## TUGAS ANDA
Lanjutkan teks tentang hadits-hadits dha'if seputar bulan Rajab dari kalimat terakhir yang ditampilkan.

## TEKS DITAMPILKAN
※
Hadits-hadits Dha’if tentang Bulan Rajab
Adapun hadits yang berbunyi:
ﺇِﻥَّ ﻓِﻲ ﺍﻟْﺠَﻨَّﺔِ ﻧَﻬْﺮًﺍ ﻳُﻘَﺎﻝَ ﻟَﻪُ ﺭَﺟَﺐٌ، ﻣَﺎﺅُﻩُ ﺃَﺷَﺪُّ ﺑَﻴَﺎﺿًﺎ ﻣِﻦَ ﺍﻟﻠَّﺒَﻦِ ﻭَﺃَﺣْﻠﻰ ﻣِﻦَ ﺍﻟْﻌَﺴْﻞِ، ﻣَﻦْ ﺻَﺎﻡَ ﻳَﻮْﻣَﺎ ﻣِﻦْ ﺭَﺟَﺐٍ ﺳَﻘَﺎﻩُ ﺍﻟﻠﻪُ ﻣِﻦْ ﺫَﻟِﻚَ ﺍﻟﻨَّﻬْﺮِ .
“Sesungguhnya di surga ada sebuah sungai yang dinamakan Rajab, airnya lebih putih dari susu dan lebih manis dari madu. Barangsiapa yang berpuasa sehari dari bulan Rajab, Allah akan memberikan minuman dari sungai tersebut.”
Ibnul Jauzi rahimahullah dalam kitabnya Al-Waahiyaat, 912 menyebutkan bahwa hadits ini tidak shahih. Berkata pula Adz-Dzahabi rahimahullah dalam Mizaanul I’tidal I, 4/189 bahwa ini adalah hadits batil. Dan Ibnu Hibban memasukkan hadit ini dalam Al-Majruuhin (rawi-rawi yang lemah), 2/238. Demikian pula Al-Hafizh Ibnu Hajar rahimahullah dalam Tabyin Al-‘Ajab, hal. 25-30, dan oleh Abu Syamah rahimahullah dalam Al-Ba’its.
Hadits lain yang beredar tentang bulan Rajab adalah hadits yang berbunyi:
ﻣَﻦْ ﺻَﺎﻡَ ﺛَﻼَﺛَﺔَ ﺃَﻳَّﺎﻡٍ ﻣِﻦْ ﺷَﻬْﺮِ ﺣَﺮَﺍﻡٍ ﺍﻟْﺨَﻤِﻴﺲ ﻭَﺍﻟْﺠُﻤْﻌَﺔ ﻭَﺍﻟﺴَّﺒْﺖ ﻛَﺒَﺐَ ﺍﻟﻠﻪ ﻟَﻪُ ﻋِﺒَﺎﺩَﺓً ﺗِﺴْﻌَﻤﺎﺋَﺔِ ﺳَﻨَﺔٍ – ﻭﻓﻲ ﻟﻔﻆ : ﺳِﺘِّﻴْﺖَ ﺳَﻨَﺔٍ .
“Barangsiapa yang berpuasa 3 hari di bulan haram: Kamis, Jum’at dan Sabtu, Allah catat baginya ibadah 900 tahun – dalam riwayat lain: 70 tahun.”
※
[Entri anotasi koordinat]
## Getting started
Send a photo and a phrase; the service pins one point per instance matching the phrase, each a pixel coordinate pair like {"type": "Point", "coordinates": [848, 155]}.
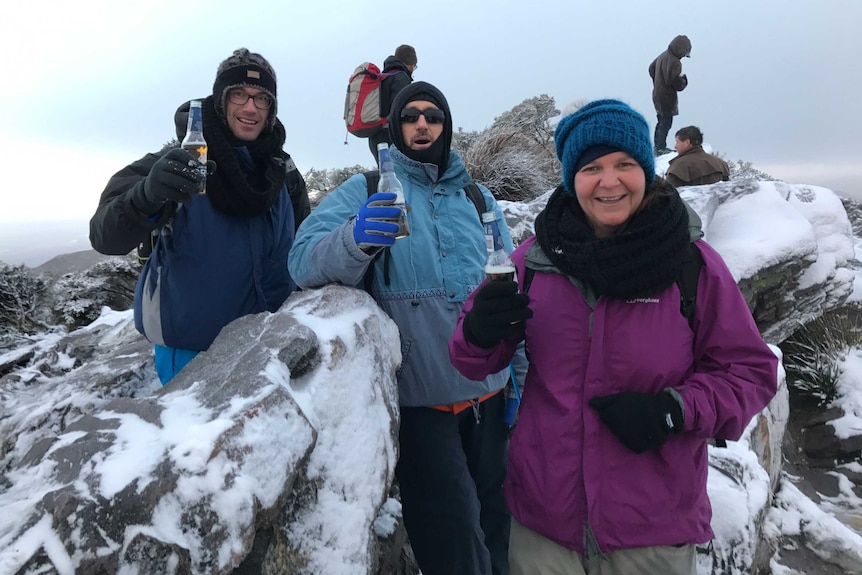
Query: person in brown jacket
{"type": "Point", "coordinates": [693, 166]}
{"type": "Point", "coordinates": [668, 79]}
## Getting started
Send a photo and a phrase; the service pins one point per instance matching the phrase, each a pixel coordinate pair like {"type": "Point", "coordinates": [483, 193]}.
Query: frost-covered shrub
{"type": "Point", "coordinates": [812, 355]}
{"type": "Point", "coordinates": [741, 170]}
{"type": "Point", "coordinates": [514, 157]}
{"type": "Point", "coordinates": [79, 297]}
{"type": "Point", "coordinates": [321, 182]}
{"type": "Point", "coordinates": [21, 299]}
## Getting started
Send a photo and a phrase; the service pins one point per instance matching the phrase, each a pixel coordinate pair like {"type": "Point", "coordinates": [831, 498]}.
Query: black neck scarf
{"type": "Point", "coordinates": [639, 260]}
{"type": "Point", "coordinates": [231, 189]}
※
## JAWABAN LATIHAN
Imam Bukhari rahimahullah menyebutkan hampir seluruh jalan-jalan hadits ini kemudian berkata: “Kesimpulannya hadits ini batil secara sanad dan matannya.”
Demikian pula hadits yang berbunyi:
ﺻَﻮْﻡُ ﺃَﻭَﻝِ ﻳَﻮْﻡٍ ﻣِﻦْ ﺭَﺟَﺐٍ ﻛَﻔَّﺎﺭَﺓُ ﺛَﻼَﺙَ ﺳِﻨِﻴْﻦَ ﻭَﺍﻟﺜَّﺎﻧِﻲ ﻛَﻔَﺎﺭَﺓُ ﺳَﻨَﺘَﻴْﻦِ ﻭَﺍﻟﺜَّﺎﻟِﺚُ ﻛَﻔَّﺎﺭَﺓُ ﺳَﻨَﺔٍ ﺛُﻢَّ ﻛُﻞَّ ﻳَﻮْﻡٍ ﺷَﻬْﺮًﺍ .
“Puasa di awal bulan Rajab menghapuskan dosa-dosa 3 tahun. Hari yang kedua menghapuskan dosa 2 tahun, hari yang ketiga menghapuskan dosa 1 tahun, kemudian setiap harinya puasa pada bulan Rajab menghapuskan dosa sebulan.”
Hadits ini disebutkan oleh Al-Khallal dalam Al-Jami’, kemudian dia mendhaifkannya. (Didhaifkan pula oleh Syaikh Al-Albani dalam Dha’if Jami’ Ash-Shaghir, hadits no. 3500. -pent.)
Kemudian disebutkan pula hadits lain tentang bulan Rajab:
ﺭَﺟَﺐٌ ﺷَﻬْﺮُ ﺍﻟﻠﻪِ ﻭَﺷَﻌْﺒَﺎﻥٌ ﺷَﻬْﺮِﻱ ﻭَﺭَﻣَﻀَﺎﻥٌ ﺷَﻬْﺮُ ﺃُﻣَّﺘِﻰ .
“Rajab adalah bulan Allah, Sya’ban adalah bulanku, sedangkan Ramadhan adalah bulan umatku.”
Hadits ini diisyaratkan oleh penulis kitab Al-Jami’ sebagai hadits yang mursalun dha’if. (Didhaifkan pula oleh Syaikh Al-Albani dalam Dha’if Jami’ Ash-Shaghir, hadits no. 3094. -pent.)
Demikian pula hadits yang berbunyi:
ﻓَﻀْﻞُ ﺷَﻬْﺮِ ﺭَﺟَﺐٍ ﻋَﻠَﻰ ﺳَﺎﺋِﺮِ ﺍﻟﺸُّﻬُﻮْﺭِ ﻛَﻔَﻀْﻞِ ﺍﻟْﻘُﺮْﺁﻥِ ﻋَﻠَﻰ ﺳَﺎﺋِﺮِ ﺍﻟْﻜَﻼَﻡِ .
“Keutamaan bulan Rajab di atas bulan-bulan lain seperti keutamaan Al-Qur’aan di atas seluruh ucapan-ucapan lain.”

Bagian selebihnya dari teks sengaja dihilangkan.